**REQUIRED TASKS**
**1)** Please rewrite the paragraph beginning "Why this model:" from the Qwen3 guide below as a short bulleted list, keeping its main facts.
**2)** Using the Qwen3 guide below, name every item the guide says will be demonstrated locally on CPU.
**3)** From the Qwen3 guide below, copy out the passage starting at "## How to Download" and ending at "embeddings (query/task prefix).".

## How to Download and Run Qwen3 
### What we’ll demo (locally, CPU)

- Text embeddings with Qwen/Qwen3-Embedding-0.6B (best choice for CPU).
- Similarity search (cosine) over a small doc set.
- Instruction-aware embeddings (query/task prefix).
- Multilingual example (English/Hindi).
- Reranking with a CPU-friendly Qwen3 reranker variant (sequence-classification head).

Why this model: Qwen3-Embedding (0.6B/4B/8B) is purpose-built for retrieval & reranking, trained with a multi-stage pipeline and supports instruction-aware inputs; it’s a new (June 5 2025) series that’s SoTA on many MTEB-style retrieval tasks. 


### Set up Environment (CPU Only)
#### Fresh venv (Windows PowerShell shown; macOS/Linux: replace python with python3)

**EXTRACTED MATERIAL**
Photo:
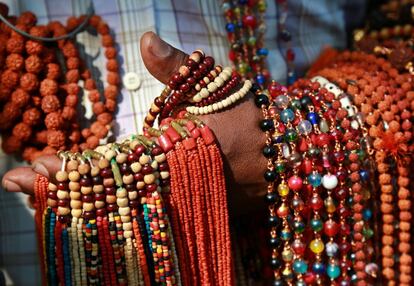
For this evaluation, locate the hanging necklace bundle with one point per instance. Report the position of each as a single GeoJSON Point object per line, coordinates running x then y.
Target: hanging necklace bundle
{"type": "Point", "coordinates": [39, 97]}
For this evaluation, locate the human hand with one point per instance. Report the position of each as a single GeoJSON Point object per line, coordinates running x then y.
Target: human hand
{"type": "Point", "coordinates": [236, 129]}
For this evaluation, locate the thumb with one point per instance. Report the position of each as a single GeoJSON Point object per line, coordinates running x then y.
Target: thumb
{"type": "Point", "coordinates": [161, 59]}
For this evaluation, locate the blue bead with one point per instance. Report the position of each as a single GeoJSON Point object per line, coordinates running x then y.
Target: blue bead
{"type": "Point", "coordinates": [367, 214]}
{"type": "Point", "coordinates": [262, 52]}
{"type": "Point", "coordinates": [230, 27]}
{"type": "Point", "coordinates": [287, 115]}
{"type": "Point", "coordinates": [300, 266]}
{"type": "Point", "coordinates": [315, 179]}
{"type": "Point", "coordinates": [260, 79]}
{"type": "Point", "coordinates": [313, 117]}
{"type": "Point", "coordinates": [364, 175]}
{"type": "Point", "coordinates": [333, 271]}
{"type": "Point", "coordinates": [318, 268]}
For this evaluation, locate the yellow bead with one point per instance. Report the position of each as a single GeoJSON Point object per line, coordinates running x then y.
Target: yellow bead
{"type": "Point", "coordinates": [317, 246]}
{"type": "Point", "coordinates": [283, 190]}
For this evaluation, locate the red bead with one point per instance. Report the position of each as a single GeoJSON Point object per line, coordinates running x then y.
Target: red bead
{"type": "Point", "coordinates": [249, 21]}
{"type": "Point", "coordinates": [316, 202]}
{"type": "Point", "coordinates": [290, 55]}
{"type": "Point", "coordinates": [330, 228]}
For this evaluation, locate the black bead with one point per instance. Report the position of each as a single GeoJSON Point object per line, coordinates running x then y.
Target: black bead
{"type": "Point", "coordinates": [255, 87]}
{"type": "Point", "coordinates": [274, 242]}
{"type": "Point", "coordinates": [305, 101]}
{"type": "Point", "coordinates": [273, 221]}
{"type": "Point", "coordinates": [275, 263]}
{"type": "Point", "coordinates": [271, 198]}
{"type": "Point", "coordinates": [269, 151]}
{"type": "Point", "coordinates": [261, 99]}
{"type": "Point", "coordinates": [266, 124]}
{"type": "Point", "coordinates": [270, 176]}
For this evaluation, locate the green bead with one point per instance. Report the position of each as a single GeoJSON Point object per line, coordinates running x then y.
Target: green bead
{"type": "Point", "coordinates": [251, 41]}
{"type": "Point", "coordinates": [317, 246]}
{"type": "Point", "coordinates": [280, 167]}
{"type": "Point", "coordinates": [295, 105]}
{"type": "Point", "coordinates": [316, 225]}
{"type": "Point", "coordinates": [291, 135]}
{"type": "Point", "coordinates": [299, 226]}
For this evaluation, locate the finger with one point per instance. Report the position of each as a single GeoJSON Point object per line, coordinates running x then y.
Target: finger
{"type": "Point", "coordinates": [47, 165]}
{"type": "Point", "coordinates": [161, 59]}
{"type": "Point", "coordinates": [19, 180]}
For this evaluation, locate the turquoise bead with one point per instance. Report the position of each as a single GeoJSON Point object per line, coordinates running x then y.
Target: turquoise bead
{"type": "Point", "coordinates": [333, 271]}
{"type": "Point", "coordinates": [316, 224]}
{"type": "Point", "coordinates": [305, 127]}
{"type": "Point", "coordinates": [315, 179]}
{"type": "Point", "coordinates": [287, 115]}
{"type": "Point", "coordinates": [300, 266]}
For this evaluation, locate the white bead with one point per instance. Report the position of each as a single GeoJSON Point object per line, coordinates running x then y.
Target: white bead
{"type": "Point", "coordinates": [329, 181]}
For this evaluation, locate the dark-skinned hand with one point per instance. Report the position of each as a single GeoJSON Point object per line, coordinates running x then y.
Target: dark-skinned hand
{"type": "Point", "coordinates": [236, 130]}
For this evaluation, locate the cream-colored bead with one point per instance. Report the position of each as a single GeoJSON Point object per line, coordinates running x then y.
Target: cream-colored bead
{"type": "Point", "coordinates": [76, 204]}
{"type": "Point", "coordinates": [84, 169]}
{"type": "Point", "coordinates": [111, 199]}
{"type": "Point", "coordinates": [128, 234]}
{"type": "Point", "coordinates": [95, 171]}
{"type": "Point", "coordinates": [74, 176]}
{"type": "Point", "coordinates": [164, 174]}
{"type": "Point", "coordinates": [204, 93]}
{"type": "Point", "coordinates": [212, 87]}
{"type": "Point", "coordinates": [51, 203]}
{"type": "Point", "coordinates": [127, 226]}
{"type": "Point", "coordinates": [99, 204]}
{"type": "Point", "coordinates": [124, 211]}
{"type": "Point", "coordinates": [121, 158]}
{"type": "Point", "coordinates": [144, 159]}
{"type": "Point", "coordinates": [121, 193]}
{"type": "Point", "coordinates": [140, 185]}
{"type": "Point", "coordinates": [103, 163]}
{"type": "Point", "coordinates": [76, 212]}
{"type": "Point", "coordinates": [52, 187]}
{"type": "Point", "coordinates": [110, 154]}
{"type": "Point", "coordinates": [122, 202]}
{"type": "Point", "coordinates": [154, 164]}
{"type": "Point", "coordinates": [86, 190]}
{"type": "Point", "coordinates": [63, 211]}
{"type": "Point", "coordinates": [74, 186]}
{"type": "Point", "coordinates": [149, 179]}
{"type": "Point", "coordinates": [160, 158]}
{"type": "Point", "coordinates": [136, 167]}
{"type": "Point", "coordinates": [128, 179]}
{"type": "Point", "coordinates": [132, 195]}
{"type": "Point", "coordinates": [97, 189]}
{"type": "Point", "coordinates": [61, 176]}
{"type": "Point", "coordinates": [62, 195]}
{"type": "Point", "coordinates": [88, 207]}
{"type": "Point", "coordinates": [75, 195]}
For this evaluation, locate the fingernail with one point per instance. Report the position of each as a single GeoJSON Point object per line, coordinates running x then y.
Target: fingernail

**RESULTS OF THE TASKS**
**1)**
- Qwen3-Embedding comes in 0.6B, 4B and 8B sizes.
- It is purpose-built for retrieval and reranking.
- It was trained with a multi-stage pipeline.
- It supports instruction-aware inputs.
- It is a new series (June 5 2025) that's SoTA on many MTEB-style retrieval tasks.

**2)**
- Text embeddings with Qwen/Qwen3-Embedding-0.6B
- Similarity search (cosine) over a small doc set
- Instruction-aware embeddings (query/task prefix)
- Multilingual example (English/Hindi)
- Reranking with a CPU-friendly Qwen3 reranker variant (sequence-classification head)

**3)**
## How to Download and Run Qwen3 
### What we’ll demo (locally, CPU)

- Text embeddings with Qwen/Qwen3-Embedding-0.6B (best choice for CPU).
- Similarity search (cosine) over a small doc set.
- Instruction-aware embeddings (query/task prefix).